But even after that, my Ring Alarm has the status “unavailable”

Do you have another idea?

No other ideas really, as that’s a fully functional ring-mqtt. My guess is that, for whatever reason, the Home Assistant side of the MQTT integration is not working, so you could try restarting HA or reconfiguring the HA Mosquitto integration. But, realistically, once ring-mqtt is connected to the broker and sending data the problem pretty much has to be somewhere else and that’s somewhat off-topic for this thread. Good luck.

Ok I’ll keep trying in this post:

I really hope it works again soon.

I am having this same problem. I cannot find anything that makes sense right now. Mosquito is saying it it getting null user and password. Ring-MQTT is set to use auto name, password, and host. I am not sure where to check that the auto information is set correctly but it has been working till I upgraded to 2022.9.7. Not sure if that is when it happened but was about the same time.

I have been having issues with mqtt add-on recently (nothing related to ring) and i had to restart the mqtt add-on and restart the dependent add-on as a follow up.

I’m not sure if this is basic HA functionality, or how this add-on/integration implements it. I noticed that I have 2 ways to disarm the Ring Alarm in an automation.

> Records:
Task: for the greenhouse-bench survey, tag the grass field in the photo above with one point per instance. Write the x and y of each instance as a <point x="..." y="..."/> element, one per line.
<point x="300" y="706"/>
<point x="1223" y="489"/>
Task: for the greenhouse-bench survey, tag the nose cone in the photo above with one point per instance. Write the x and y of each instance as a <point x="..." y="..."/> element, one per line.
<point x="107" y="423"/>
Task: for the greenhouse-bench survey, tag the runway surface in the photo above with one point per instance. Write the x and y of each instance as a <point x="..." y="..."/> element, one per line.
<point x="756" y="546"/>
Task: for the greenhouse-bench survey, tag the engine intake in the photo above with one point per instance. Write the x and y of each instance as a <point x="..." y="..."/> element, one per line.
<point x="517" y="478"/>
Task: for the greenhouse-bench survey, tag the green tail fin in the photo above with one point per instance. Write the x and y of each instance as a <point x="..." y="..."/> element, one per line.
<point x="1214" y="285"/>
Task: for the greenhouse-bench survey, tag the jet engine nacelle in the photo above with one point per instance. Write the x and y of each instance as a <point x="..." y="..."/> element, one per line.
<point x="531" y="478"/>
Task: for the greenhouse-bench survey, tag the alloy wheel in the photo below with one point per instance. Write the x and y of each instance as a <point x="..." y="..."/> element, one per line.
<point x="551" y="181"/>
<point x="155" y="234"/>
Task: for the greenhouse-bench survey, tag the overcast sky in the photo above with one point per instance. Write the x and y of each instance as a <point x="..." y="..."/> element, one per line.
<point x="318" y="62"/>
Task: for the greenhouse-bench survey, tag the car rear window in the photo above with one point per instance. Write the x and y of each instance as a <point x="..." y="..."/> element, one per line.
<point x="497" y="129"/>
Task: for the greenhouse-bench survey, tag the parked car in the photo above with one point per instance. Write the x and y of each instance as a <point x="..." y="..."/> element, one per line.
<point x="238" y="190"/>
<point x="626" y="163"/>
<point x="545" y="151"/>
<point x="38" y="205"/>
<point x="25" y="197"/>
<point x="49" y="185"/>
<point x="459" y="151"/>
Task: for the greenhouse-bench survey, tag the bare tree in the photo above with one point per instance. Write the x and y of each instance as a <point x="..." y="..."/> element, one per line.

> Challenge: Please write out the Ring Alarm discussion above word for word, from "I have been" up to and including "in an automation.".

> Answer for this exercise:
I have been having issues with mqtt add-on recently (nothing related to ring) and i had to restart the mqtt add-on and restart the dependent add-on as a follow up.

I’m not sure if this is basic HA functionality, or how this add-on/integration implements it. I noticed that I have 2 ways to disarm the Ring Alarm in an automation.